- **PROBLEM DESCRIPTION**
Reproduce every record precisely, leaving no line out.
*** Opening LISTED RECORDS ***
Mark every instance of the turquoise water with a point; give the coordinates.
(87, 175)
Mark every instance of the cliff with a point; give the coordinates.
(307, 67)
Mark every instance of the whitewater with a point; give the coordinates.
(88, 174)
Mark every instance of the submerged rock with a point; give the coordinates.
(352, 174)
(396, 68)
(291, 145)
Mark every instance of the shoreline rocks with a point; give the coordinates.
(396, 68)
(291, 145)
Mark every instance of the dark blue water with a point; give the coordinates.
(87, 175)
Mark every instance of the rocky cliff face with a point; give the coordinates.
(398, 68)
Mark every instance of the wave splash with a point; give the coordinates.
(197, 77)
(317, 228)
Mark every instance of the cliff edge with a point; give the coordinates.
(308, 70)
*** Closing LISTED RECORDS ***
- **ANSWER SPACE**
Mark every instance of the turquoise water with a point; give the coordinates.
(87, 175)
Mark every instance of the cliff with a point; give the coordinates.
(307, 67)
Mark every instance of the whitewater with a point; give the coordinates.
(88, 174)
Mark every instance of the submerged rock with a point; give the coordinates.
(352, 174)
(396, 68)
(291, 145)
Mark every instance of the shoreline rocks with a point; give the coordinates.
(396, 68)
(291, 145)
Mark every instance of the dark blue water with a point; give the coordinates.
(87, 175)
Mark every instance of the rocky cliff face with a point; give the coordinates.
(398, 68)
Mark every instance of the wave splash with a point; give the coordinates.
(197, 77)
(317, 228)
Mark every instance of the cliff edge with a point; give the coordinates.
(308, 70)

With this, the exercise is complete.